* **WHAT YOU WILL DO**
Convert the lines between the one holding "Nesting-site review: place a pin on each instance of the cherry" and the one holding "x=232, y=85", inclusive, into a two-column CSV with the headers text and pins. Give each block of wording its own row, with the pins listed under it in the second column, every field in double quotes and line breaks replaced by spaces.

* **RECORDS TO PROCESS**

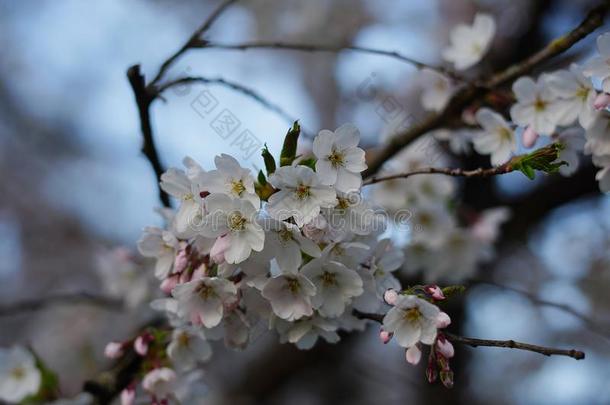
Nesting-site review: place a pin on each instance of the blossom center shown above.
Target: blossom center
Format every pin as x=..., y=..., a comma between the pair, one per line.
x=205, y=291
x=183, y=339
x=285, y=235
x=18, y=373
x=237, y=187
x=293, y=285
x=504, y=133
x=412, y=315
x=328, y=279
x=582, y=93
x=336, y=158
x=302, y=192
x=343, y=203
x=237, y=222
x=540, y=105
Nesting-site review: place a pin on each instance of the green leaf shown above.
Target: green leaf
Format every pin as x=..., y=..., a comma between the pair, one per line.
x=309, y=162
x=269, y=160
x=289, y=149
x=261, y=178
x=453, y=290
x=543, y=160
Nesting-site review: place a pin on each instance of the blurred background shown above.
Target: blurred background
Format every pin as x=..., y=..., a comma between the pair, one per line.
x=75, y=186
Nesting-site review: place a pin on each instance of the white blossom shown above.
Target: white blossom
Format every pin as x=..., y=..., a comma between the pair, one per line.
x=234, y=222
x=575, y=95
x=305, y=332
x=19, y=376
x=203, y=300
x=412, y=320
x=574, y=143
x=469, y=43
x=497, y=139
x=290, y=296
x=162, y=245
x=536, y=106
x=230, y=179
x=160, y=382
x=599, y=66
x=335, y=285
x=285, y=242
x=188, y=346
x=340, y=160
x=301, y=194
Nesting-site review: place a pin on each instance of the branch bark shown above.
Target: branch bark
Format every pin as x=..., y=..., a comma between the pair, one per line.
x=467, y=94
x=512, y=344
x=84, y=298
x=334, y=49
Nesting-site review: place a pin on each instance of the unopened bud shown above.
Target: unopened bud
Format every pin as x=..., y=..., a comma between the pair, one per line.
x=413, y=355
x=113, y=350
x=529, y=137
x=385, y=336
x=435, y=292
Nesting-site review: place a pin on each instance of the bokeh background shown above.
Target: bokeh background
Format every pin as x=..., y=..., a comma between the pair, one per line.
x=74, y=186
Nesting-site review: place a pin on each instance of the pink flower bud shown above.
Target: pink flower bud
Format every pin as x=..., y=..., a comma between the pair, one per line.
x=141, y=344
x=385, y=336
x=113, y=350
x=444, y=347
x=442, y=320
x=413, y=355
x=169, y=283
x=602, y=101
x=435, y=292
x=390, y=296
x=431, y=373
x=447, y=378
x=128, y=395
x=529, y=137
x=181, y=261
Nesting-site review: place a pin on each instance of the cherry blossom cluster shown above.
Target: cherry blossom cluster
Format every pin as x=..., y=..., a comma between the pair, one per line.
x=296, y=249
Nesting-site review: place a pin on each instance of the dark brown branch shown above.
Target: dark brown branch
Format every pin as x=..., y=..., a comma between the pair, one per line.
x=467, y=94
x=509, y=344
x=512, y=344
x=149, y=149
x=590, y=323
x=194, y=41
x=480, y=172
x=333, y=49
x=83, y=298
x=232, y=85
--
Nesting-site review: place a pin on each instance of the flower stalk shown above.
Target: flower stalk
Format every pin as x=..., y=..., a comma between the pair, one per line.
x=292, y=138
* * *
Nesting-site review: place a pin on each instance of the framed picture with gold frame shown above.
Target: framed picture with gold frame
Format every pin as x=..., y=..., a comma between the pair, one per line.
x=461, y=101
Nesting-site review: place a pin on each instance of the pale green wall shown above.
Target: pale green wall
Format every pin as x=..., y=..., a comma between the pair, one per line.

* **SOLUTION TO THIS PROBLEM**
text,pins
"Nesting-site review: place a pin on each instance of the cherry blossom cluster shown above. Target: cherry blossom cluster Format every pin as x=..., y=..., a comma between the pair, one per line.","x=296, y=249"
"Nesting-site review: place a pin on each instance of the dark brown branch shown above. Target: dark brown branch Format every pin as x=..., y=..., a comma between the pair, one per line.","x=467, y=94 x=509, y=344 x=512, y=344 x=149, y=149 x=590, y=323 x=194, y=41 x=480, y=172 x=333, y=49 x=83, y=298 x=232, y=85"